# Start of Stored data

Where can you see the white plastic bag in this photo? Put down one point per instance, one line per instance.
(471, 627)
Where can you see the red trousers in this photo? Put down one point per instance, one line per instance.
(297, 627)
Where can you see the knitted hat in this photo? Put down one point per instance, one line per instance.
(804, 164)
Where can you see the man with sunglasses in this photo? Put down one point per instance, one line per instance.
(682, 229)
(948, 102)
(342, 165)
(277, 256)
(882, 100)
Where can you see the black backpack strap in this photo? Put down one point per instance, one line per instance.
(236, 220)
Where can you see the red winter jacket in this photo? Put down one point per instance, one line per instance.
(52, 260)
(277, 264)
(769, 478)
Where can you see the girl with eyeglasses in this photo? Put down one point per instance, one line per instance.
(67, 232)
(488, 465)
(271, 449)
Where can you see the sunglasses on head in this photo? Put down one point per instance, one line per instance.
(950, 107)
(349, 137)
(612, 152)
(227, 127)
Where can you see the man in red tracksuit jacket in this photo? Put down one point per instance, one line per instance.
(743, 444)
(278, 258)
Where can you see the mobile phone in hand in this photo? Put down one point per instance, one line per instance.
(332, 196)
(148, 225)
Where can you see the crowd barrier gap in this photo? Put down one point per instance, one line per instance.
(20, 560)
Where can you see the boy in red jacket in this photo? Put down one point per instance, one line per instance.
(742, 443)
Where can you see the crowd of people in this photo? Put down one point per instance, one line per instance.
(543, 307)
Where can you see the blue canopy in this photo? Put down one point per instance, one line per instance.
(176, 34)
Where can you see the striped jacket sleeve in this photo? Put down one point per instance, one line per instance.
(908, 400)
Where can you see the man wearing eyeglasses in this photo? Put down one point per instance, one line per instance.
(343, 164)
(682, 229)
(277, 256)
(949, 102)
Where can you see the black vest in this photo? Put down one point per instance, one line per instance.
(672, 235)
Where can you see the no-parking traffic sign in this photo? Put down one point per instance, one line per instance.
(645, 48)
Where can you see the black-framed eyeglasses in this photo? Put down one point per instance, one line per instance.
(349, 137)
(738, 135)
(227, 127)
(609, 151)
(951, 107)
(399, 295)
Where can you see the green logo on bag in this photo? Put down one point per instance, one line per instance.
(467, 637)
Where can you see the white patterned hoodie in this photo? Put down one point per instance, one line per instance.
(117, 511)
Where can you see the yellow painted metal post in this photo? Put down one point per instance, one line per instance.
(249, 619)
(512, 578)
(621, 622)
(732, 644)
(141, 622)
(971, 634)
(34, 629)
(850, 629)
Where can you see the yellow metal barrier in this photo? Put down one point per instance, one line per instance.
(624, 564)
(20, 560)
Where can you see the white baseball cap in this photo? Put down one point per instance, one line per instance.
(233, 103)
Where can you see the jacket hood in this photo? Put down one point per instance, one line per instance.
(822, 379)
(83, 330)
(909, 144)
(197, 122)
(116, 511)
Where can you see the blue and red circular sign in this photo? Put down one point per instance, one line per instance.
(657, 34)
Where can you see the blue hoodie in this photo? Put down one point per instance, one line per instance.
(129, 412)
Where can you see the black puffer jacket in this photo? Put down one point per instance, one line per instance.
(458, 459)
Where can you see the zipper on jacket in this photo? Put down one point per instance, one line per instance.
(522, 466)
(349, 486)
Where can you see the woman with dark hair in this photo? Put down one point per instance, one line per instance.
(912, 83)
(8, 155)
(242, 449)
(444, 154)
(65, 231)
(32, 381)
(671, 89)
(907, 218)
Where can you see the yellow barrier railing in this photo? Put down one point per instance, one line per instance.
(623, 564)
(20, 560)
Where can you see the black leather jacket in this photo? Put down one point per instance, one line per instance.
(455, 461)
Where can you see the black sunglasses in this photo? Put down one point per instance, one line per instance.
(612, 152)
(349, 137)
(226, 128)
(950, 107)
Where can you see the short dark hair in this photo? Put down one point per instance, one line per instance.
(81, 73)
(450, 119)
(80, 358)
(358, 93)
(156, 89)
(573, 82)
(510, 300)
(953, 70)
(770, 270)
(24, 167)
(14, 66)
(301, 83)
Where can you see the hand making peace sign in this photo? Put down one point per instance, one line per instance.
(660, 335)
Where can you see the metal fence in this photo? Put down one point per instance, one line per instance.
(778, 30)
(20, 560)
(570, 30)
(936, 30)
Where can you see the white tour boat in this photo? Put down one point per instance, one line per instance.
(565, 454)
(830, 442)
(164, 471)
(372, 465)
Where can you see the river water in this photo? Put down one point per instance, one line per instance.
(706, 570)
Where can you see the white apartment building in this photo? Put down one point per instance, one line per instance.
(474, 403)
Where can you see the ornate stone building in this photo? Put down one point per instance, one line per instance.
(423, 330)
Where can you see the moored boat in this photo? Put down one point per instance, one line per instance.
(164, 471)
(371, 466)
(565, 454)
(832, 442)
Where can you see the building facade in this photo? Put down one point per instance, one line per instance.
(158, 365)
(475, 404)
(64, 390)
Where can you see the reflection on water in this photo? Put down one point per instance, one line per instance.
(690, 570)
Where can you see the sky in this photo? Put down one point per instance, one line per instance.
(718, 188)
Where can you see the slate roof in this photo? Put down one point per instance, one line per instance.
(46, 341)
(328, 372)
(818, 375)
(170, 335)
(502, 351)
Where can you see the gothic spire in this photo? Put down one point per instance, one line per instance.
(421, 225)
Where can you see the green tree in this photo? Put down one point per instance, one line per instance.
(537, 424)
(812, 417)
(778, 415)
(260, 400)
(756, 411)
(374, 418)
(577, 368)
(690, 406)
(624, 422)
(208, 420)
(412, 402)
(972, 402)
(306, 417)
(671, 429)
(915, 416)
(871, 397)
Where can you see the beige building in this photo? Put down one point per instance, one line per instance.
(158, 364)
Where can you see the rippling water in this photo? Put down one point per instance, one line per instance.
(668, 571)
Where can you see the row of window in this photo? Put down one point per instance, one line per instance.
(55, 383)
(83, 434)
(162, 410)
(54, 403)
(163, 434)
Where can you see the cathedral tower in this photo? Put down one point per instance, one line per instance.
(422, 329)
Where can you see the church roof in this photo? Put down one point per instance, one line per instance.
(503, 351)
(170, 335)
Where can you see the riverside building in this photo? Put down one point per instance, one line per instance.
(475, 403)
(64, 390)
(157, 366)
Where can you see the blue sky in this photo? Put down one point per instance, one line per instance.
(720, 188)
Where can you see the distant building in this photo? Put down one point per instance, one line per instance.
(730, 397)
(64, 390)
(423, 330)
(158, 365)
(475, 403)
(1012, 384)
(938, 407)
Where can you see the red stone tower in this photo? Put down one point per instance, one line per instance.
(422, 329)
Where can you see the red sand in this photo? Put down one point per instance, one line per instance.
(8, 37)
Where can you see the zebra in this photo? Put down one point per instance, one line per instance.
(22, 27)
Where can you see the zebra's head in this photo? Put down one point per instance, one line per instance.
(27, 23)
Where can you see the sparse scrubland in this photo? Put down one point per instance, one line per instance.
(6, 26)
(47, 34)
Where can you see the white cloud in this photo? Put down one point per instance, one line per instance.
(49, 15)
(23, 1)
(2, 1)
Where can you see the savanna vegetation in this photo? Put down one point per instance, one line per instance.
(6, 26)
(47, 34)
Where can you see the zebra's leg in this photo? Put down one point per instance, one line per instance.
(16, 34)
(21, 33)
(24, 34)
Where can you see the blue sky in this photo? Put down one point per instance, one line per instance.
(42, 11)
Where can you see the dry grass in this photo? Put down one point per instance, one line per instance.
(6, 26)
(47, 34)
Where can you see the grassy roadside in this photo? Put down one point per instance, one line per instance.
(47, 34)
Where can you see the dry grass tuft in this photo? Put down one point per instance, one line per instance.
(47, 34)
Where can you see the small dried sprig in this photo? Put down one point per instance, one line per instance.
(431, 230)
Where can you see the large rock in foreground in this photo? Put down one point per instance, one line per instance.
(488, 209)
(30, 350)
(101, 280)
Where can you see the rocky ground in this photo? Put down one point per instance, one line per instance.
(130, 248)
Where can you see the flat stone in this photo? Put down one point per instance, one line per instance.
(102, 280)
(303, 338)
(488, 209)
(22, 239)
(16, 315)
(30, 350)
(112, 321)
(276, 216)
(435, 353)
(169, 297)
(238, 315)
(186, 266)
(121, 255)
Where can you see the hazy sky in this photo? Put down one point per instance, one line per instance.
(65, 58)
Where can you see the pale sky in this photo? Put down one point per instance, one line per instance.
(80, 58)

# End of Stored data

• [Description of the task]: Only the lines from the one containing "Where can you see the red stone" to the end of the listing belong in the output, each reproduced exactly.

• [Full response]:
Where can you see the red stone tower in this photo? Put down one point per instance, one line per instance.
(422, 329)
Where can you see the red sand in this photo? Put down one point per instance, one line per instance.
(8, 37)
Where can you see the zebra in this photo? Put down one point per instance, one line per instance.
(22, 27)
Where can you see the zebra's head in this photo? Put down one point per instance, one line per instance.
(27, 23)
Where can you see the sparse scrubland in this photo? Put down one point per instance, one line per instance.
(6, 26)
(47, 34)
Where can you see the white cloud in this photo? Put down one point per instance, one line per instance.
(49, 15)
(23, 1)
(2, 1)
Where can you see the savanna vegetation in this photo? Put down one point per instance, one line per instance.
(6, 26)
(47, 34)
Where can you see the zebra's leg in this photo? Put down one point per instance, one line per instance.
(16, 34)
(21, 33)
(24, 34)
Where can you see the blue sky in this photo? Put down one point per instance, one line per instance.
(42, 11)
Where can you see the dry grass in this photo? Put down one point per instance, one line per instance.
(6, 26)
(47, 34)
Where can you see the grassy roadside in this photo? Put down one point per instance, one line per instance.
(47, 34)
Where can you see the dry grass tuft in this photo? Put down one point per instance, one line per instance.
(47, 34)
Where can you see the small dried sprig in this photo? Put down one point per instance, one line per instance.
(431, 230)
Where can you see the large rock in foreground in this photo? Put down one point per instance, one line per instance.
(488, 209)
(30, 350)
(101, 280)
Where can you see the rocky ground in this photo? Put down one point per instance, one line per instance.
(130, 248)
Where can you see the flat stone in this photo? Put down one point per instance, one line per instance.
(102, 280)
(303, 338)
(488, 209)
(22, 239)
(16, 315)
(30, 350)
(112, 321)
(276, 216)
(435, 353)
(169, 297)
(238, 315)
(186, 266)
(121, 255)
Where can you see the hazy sky in this photo? Put down one point per instance, one line per instance.
(65, 58)
Where can you see the pale sky in this photo? Put down one point per instance, one line per instance.
(80, 58)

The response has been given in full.